# Stated exercise:
Return the material word for word. Do not include the pictures.

# Provided records:
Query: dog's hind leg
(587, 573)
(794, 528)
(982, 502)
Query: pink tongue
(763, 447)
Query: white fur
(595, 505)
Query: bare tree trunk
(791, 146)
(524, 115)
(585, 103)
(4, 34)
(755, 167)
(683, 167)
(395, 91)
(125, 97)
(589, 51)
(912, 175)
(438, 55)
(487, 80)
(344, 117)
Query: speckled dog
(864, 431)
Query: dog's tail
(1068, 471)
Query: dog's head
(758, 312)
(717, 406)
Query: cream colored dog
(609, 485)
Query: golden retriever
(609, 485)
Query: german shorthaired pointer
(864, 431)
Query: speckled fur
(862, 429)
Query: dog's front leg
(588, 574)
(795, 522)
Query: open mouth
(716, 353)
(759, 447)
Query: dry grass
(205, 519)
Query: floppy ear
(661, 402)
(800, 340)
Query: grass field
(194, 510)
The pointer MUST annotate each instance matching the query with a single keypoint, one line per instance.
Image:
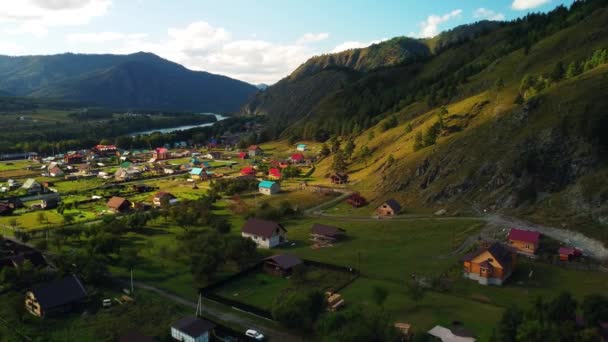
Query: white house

# Output of the task:
Query: dog's hind leg
(587, 573)
(794, 528)
(982, 502)
Query: pink tongue
(763, 447)
Query: white fur
(595, 505)
Query: bare tree trunk
(791, 146)
(524, 115)
(585, 103)
(4, 34)
(755, 167)
(683, 167)
(395, 91)
(125, 97)
(589, 51)
(912, 175)
(438, 55)
(487, 80)
(344, 117)
Query: speckled dog
(864, 431)
Query: dog's tail
(1068, 471)
Query: dog's head
(758, 312)
(717, 406)
Query: cream colored dog
(609, 485)
Query: golden retriever
(609, 485)
Query: german shorthaired pointer
(864, 431)
Query: speckled fur
(862, 429)
Query: dog's front leg
(588, 574)
(795, 522)
Query: open mouth
(716, 353)
(759, 447)
Query: dry grass
(205, 519)
Query: floppy ear
(661, 402)
(800, 340)
Query: grass field
(194, 510)
The pointer MUST annotate each instance matching the query with a single keypoint, one line per instance.
Image:
Query: white house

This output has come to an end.